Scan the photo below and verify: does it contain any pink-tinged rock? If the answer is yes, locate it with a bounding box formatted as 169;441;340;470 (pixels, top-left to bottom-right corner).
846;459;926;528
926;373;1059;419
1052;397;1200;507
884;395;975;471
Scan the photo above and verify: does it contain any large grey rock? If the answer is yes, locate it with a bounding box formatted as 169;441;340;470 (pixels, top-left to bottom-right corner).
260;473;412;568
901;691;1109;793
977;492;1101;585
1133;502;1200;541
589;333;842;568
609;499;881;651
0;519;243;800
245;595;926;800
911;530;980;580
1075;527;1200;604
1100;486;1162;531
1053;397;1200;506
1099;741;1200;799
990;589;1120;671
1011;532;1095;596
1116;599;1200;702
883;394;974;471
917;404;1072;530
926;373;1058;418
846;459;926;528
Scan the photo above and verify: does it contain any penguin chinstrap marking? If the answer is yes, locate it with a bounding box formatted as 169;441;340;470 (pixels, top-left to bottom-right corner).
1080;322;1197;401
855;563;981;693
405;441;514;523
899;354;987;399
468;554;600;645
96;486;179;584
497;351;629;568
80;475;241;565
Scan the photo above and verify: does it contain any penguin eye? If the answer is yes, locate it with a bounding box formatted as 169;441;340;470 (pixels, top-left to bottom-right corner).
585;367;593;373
---
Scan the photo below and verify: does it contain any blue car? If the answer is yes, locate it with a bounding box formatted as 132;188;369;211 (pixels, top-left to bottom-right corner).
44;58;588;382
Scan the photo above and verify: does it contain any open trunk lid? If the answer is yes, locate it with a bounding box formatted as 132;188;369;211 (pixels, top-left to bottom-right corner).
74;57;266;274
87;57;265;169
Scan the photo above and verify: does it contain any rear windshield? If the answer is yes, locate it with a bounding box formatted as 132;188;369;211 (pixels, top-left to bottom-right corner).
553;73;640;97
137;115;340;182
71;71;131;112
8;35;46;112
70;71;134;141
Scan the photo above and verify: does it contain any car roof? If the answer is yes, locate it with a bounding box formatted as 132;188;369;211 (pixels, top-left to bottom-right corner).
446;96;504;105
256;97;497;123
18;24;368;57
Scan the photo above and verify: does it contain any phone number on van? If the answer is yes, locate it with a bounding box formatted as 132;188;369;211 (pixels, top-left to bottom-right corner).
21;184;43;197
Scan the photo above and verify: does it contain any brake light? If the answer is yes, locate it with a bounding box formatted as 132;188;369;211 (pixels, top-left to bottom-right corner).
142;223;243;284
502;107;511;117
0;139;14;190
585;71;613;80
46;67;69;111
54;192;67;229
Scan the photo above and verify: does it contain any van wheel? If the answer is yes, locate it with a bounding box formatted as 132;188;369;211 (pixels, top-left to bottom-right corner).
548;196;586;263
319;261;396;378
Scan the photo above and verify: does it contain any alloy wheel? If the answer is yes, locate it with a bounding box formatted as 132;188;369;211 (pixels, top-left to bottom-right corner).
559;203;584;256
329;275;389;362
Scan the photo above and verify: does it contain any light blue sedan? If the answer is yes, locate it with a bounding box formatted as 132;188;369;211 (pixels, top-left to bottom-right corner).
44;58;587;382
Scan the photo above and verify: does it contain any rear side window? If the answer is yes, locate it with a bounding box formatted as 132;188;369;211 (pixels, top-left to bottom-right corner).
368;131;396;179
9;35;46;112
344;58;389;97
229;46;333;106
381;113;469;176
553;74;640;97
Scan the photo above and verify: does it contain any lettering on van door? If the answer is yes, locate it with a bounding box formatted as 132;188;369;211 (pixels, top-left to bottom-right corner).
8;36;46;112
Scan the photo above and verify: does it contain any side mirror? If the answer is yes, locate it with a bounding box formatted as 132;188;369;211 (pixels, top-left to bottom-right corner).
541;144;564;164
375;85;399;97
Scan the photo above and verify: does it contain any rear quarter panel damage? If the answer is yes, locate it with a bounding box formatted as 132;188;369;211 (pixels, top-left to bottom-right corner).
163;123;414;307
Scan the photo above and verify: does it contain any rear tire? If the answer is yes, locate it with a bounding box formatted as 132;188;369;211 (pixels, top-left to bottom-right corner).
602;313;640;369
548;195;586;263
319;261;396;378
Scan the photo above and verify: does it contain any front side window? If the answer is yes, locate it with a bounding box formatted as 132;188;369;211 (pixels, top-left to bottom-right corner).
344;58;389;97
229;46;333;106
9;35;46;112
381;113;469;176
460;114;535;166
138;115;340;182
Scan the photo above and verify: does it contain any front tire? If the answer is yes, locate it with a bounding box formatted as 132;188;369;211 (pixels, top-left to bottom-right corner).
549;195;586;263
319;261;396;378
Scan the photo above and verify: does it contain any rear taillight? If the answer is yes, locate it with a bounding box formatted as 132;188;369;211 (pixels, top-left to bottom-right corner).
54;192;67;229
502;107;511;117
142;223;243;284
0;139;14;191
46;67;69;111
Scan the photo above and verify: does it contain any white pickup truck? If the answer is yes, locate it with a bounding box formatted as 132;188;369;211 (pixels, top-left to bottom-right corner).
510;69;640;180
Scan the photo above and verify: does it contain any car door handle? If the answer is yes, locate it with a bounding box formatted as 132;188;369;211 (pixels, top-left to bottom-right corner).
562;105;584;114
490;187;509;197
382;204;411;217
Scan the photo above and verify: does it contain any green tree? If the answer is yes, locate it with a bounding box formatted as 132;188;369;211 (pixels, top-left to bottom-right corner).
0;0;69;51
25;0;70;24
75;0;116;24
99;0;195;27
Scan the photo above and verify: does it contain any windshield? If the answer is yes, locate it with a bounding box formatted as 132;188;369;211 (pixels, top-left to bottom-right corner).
* * *
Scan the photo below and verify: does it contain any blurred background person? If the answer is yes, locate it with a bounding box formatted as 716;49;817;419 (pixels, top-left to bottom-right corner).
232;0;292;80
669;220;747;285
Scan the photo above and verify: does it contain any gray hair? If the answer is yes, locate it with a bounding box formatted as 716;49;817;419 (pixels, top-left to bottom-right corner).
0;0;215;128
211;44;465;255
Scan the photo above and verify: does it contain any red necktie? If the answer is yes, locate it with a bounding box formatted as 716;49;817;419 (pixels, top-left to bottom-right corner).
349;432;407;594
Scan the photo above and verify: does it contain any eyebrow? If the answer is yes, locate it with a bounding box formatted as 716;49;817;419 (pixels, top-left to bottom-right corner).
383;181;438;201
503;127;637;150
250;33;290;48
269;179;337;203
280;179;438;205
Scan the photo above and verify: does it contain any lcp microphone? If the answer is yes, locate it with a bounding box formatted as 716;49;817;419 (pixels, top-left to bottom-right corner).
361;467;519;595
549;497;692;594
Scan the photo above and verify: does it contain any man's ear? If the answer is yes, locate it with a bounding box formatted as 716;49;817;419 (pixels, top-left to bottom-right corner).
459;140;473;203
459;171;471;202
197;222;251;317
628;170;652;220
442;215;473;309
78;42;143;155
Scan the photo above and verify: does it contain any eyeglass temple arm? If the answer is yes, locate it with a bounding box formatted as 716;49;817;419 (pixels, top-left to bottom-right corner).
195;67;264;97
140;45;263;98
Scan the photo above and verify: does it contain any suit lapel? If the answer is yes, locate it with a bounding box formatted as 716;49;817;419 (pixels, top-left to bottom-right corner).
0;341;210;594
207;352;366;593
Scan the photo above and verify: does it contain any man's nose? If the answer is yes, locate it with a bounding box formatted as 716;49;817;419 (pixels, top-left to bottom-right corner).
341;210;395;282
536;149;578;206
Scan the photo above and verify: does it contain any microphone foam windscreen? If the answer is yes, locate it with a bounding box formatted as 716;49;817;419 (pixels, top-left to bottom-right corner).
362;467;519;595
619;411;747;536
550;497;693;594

**Problem to work on**
Please give an exact copy of the lines above, beginning with the line containing "any rear quarter" and running through the line containing "Scan the photo above and verify: does it contain any windshield?", and of no other lines.

**Result of the task**
Scan the photo above and verify: does it contain any rear quarter panel damage? If the answer is yes, locate it with a bounding box formatted as 132;188;369;211 (pixels, top-left to bottom-right corner).
163;123;414;307
Scan the photo above and verify: does it contain any rear tire? If the answer is yes, locate it with a bounding box formatted as 132;188;369;211 (pixels, top-left to bottom-right corner).
602;313;640;369
548;195;586;263
319;261;396;378
Scan the photo above and verify: does it contain any front side window? If the answer is yes, locate it with a bounding box formatted as 132;188;369;211 (pixels, top-left to bottom-right corner).
344;58;389;97
229;46;333;106
9;35;46;112
381;113;469;176
460;114;535;166
138;115;340;182
Scan the photo above and verify: does it contain any front tire? If the answer is yes, locate it with a bounding box formatted as 132;188;369;211 (pixels, top-left to bottom-right corner).
549;195;586;263
319;261;396;378
Scan the photo above and verify: does it contain any rear taillight? If the answer is yes, locate it with a bounding box formatted as 132;188;369;211 (pixels, top-left to bottom-right corner).
54;192;67;229
502;107;511;117
142;223;243;284
0;139;14;191
46;67;69;111
Scan the photo above and verify: does it contain any white pickup truck? If the answer is yes, locate it with a bounding box formatted as 132;188;369;211 (pixels, top-left to bottom-right corner).
510;69;640;180
Scan the photo above and verify: does it contain any car door handle? If the answer is yes, locate it with a bounding box formatted as 132;188;369;211 (pixels, top-left to bottom-right corner).
562;105;584;114
490;187;509;197
382;204;411;217
Scan the photo above and verify: does it contain any green tree? If the answer is yes, locate it with a bounding box formatted as 132;188;369;211 (pixels, top-left to bottom-right corner).
0;0;69;51
25;0;70;24
75;0;116;24
99;0;195;27
Scan the photo above and verify: does it contain any windshield? If the answer is yes, locate it with a bounding box formatted as 132;188;369;211 (pixels, top-left to bottom-right corner).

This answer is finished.